PROBLEM REQUIREMENTS. Return a copy of each line in the listing that includes the word "window".

RECORDS FOR PROCESSING.
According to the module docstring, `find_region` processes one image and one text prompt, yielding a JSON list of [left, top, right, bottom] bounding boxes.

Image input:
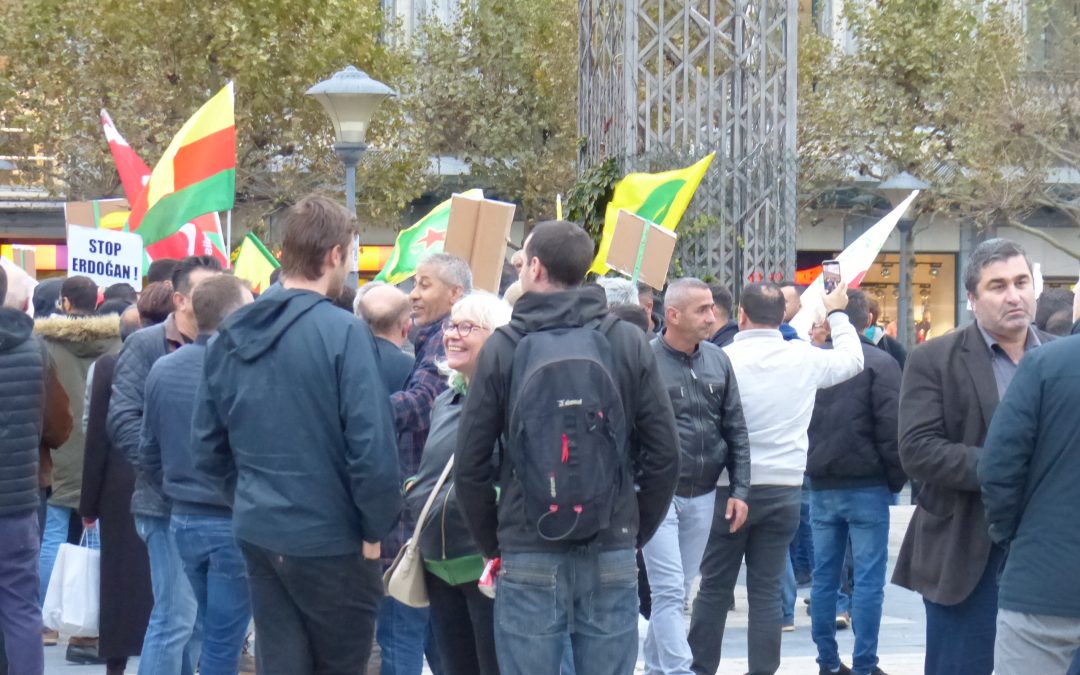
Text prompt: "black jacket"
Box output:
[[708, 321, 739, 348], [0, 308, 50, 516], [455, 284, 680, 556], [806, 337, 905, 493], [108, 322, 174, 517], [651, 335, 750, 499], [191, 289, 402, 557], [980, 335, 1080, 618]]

==

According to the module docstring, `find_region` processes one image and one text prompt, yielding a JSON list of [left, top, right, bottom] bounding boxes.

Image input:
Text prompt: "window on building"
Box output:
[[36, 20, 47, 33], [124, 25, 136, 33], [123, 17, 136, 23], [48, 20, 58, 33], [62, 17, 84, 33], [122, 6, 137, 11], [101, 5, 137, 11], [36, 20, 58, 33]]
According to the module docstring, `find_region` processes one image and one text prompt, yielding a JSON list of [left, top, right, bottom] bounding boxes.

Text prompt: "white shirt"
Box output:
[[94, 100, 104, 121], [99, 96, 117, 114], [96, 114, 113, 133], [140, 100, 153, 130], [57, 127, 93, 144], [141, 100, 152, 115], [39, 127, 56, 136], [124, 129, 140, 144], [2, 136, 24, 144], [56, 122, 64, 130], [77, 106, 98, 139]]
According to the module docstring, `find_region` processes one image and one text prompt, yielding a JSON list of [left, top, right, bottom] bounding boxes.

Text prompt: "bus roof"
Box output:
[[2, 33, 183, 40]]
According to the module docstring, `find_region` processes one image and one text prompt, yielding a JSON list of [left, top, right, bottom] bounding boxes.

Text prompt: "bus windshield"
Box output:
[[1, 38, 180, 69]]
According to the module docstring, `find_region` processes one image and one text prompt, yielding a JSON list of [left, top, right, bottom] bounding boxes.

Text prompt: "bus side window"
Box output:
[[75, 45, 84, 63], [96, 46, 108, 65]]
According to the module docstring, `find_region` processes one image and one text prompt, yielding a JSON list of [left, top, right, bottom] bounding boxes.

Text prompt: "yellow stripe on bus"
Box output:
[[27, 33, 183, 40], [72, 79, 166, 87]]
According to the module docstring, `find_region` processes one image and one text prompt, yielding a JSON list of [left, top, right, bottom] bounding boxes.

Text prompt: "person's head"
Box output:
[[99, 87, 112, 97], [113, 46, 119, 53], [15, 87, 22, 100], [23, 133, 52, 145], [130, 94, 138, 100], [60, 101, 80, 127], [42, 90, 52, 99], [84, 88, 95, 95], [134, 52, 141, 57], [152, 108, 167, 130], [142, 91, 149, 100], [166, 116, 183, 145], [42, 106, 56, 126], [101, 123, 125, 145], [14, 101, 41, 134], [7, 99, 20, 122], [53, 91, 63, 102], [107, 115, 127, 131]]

SOLUTION TO THIS EXERCISE.
Text prompt: "window on building"
Text prompt: "bus side window"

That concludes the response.